=== Source passage ===

Traveling to Raja Ampat takes almost as long as a trip to Antarctica and feels almost as remote. From San Francisco we flew west for three days, finally reaching Sorong, Indonesia, the gateway to the Raja Ampat Islands. There we boarded a boat and made a four-hour journey to Southeast Misool, passing only a boat or two along the way as we approached the seemingly endless chains of dark jagged islands.
At first glance, the rugged islands seem uninhabited, but a closer look would reveal 100 or so villages scattered throughout the region, primarily on the few islands level enough to erect simple homes.
We visited two main villages in Southeast Misool to gather interviews with the people who live there, documenting their relationship to the ocean, including changes they’ve seen in the marine environment and their hope for the future. We inquired about their experience in partnering with Misool Eco Resort
, and had discussions about how to boost economy while sustaining local resources.
Our time in the villages revealed the incredibly complex pressures facing the marine environment and those who depend on it. In Yellu, the first village we visited, trash piled in the streets and decayed in heaps along the water line. All of Indonesia lacks the infrastructure to deal with waste. The solution in Raja Ampat is to simply throw garbage in the ocean, where a storm surge or current will eventually scatter it, littering beautiful beaches and poisoning marine life.
The waters surrounding Yellu were murky and devoid of life. Silt smothered the corals. Only a spattering of trees remained on the hillsides. Houses filled every inch of flat land and then spilled out across the water. Depending on who you ask immigration rates vary, but many suggest that Yellu has transformed from a quiet town of only a few hundred to a crowded and polluted village supporting almost 2,000 people. Half of those newcomers came to Yellu to work in the oyster pearl farms – a relatively new but booming industry that’s drawing outsiders to Raja Ampat in droves.
While in Yellu, we photographed and interviewed artisanal fishermen who gather their catch with simple nylon handlines from dugout canoes (some with modern sputtering motors). Historically fish were caught for local consumption, but now many fishers have now been lured by the lucrative live fish trade.
They seek out the biggest groupers and wrasse, which bring the greatest profit. But these targeted efforts have diminished local fish populations. Fishers have to travel further and further to get an adequate supply. Once caught, the fish are stored in crowded ocean pens and injected with antibiotics to stave off infection. Once a month or so a ship from Hong Kong arrives, scoops up the penned fish and returns to sell them as “fresh” caught fish in the Asian live fish trade.

=== Raw data ===

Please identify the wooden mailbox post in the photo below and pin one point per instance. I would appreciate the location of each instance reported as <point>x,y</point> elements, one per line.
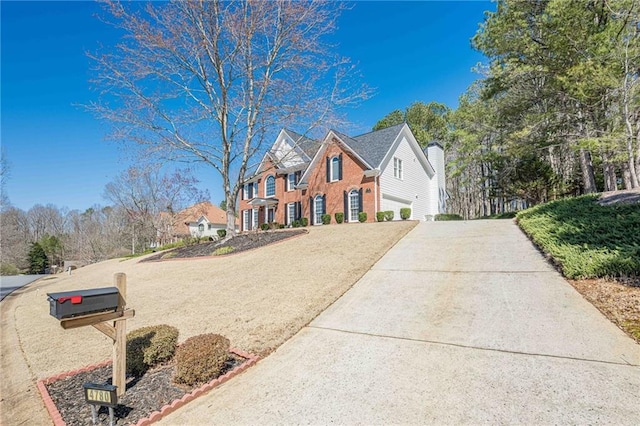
<point>116,331</point>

===

■ Tasks to perform
**1.** Rewrite everything from "While in Yellu, we" down to "lucrative live fish trade." in the Raja Ampat passage, switching "dugout canoes" for "outrigger canoes".
**2.** Translate this sentence from the Raja Ampat passage into Spanish: "The waters surrounding Yellu were murky and devoid of life."
**3.** List every geographic place (country, city, island group, region or village) named in the Raja Ampat passage.
The material above has no connection to the Raja Ampat passage.

■ Task-by-task outputs
**1.**
While in Yellu, we photographed and interviewed artisanal fishermen who gather their catch with simple nylon handlines from outrigger canoes (some with modern sputtering motors). Historically fish were caught for local consumption, but now many fishers have now been lured by the lucrative live fish trade.

**2.** Las aguas que rodeaban Yellu eran turbias y carecían de vida.

**3.**
Raja Ampat
Antarctica
San Francisco
Sorong
Indonesia
Southeast Misool
Yellu
Hong Kong